WORK INSTRUCTIONS:
Please rewrite the items below with "dark storm cloud" changed to "thundercloud" everywhere it appears, keeping everything else the same.

---- TASK INPUT

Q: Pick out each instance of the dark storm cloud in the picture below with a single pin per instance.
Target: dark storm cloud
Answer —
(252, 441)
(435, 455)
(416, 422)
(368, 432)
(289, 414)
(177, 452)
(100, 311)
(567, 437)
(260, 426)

--------

TASK RESPONSE:
Q: Pick out each instance of the thundercloud in the picture below with a single pin per instance.
Target: thundercloud
Answer —
(252, 441)
(435, 455)
(416, 422)
(368, 432)
(289, 414)
(177, 452)
(100, 311)
(567, 437)
(260, 426)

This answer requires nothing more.